**Given problem**
Output the records as a Markdown table with the columns Row and Line, starting at the line that contains "Pin every instance of the edge" and ending at the end of the records. Number each row and omit blank lines.

=== Input for this task ===

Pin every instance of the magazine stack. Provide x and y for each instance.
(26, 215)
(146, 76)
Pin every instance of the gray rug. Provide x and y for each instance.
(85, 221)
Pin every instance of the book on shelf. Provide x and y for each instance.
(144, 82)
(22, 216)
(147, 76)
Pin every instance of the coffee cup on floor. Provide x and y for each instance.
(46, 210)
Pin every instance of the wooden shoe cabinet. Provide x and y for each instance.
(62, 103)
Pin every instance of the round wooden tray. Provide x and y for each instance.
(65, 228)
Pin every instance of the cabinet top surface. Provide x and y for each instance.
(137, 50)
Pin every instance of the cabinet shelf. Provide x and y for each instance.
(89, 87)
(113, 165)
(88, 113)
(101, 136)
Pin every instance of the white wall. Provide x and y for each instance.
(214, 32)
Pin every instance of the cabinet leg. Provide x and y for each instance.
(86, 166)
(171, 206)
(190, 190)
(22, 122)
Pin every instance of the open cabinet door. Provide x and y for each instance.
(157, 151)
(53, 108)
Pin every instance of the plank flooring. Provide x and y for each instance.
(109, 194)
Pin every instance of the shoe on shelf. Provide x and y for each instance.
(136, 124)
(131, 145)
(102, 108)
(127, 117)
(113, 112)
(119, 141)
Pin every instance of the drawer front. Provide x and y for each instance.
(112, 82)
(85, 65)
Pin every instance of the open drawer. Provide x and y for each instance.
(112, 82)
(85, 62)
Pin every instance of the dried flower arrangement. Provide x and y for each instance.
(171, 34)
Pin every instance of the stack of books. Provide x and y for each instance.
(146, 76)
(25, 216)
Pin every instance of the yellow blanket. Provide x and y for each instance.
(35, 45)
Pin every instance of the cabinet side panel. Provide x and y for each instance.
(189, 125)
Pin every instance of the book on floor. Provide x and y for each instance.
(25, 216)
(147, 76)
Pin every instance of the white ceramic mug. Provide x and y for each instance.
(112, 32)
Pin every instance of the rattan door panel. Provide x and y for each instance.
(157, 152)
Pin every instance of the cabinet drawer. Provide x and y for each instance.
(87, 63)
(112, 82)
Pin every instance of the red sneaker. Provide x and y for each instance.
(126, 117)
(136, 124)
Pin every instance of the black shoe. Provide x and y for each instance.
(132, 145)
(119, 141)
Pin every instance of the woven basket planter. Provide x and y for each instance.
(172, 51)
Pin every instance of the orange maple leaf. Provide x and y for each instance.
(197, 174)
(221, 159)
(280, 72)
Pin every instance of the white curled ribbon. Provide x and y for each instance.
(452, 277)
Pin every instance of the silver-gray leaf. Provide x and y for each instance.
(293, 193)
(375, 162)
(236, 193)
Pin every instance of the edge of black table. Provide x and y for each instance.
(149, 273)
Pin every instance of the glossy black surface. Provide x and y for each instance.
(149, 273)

===

**Result of this exercise**
| Row | Line |
|---|---|
| 1 | Pin every instance of the edge of black table. Provide x and y for each instance. |
| 2 | (149, 273) |
| 3 | Pin every instance of the glossy black surface. Provide x and y for each instance. |
| 4 | (149, 273) |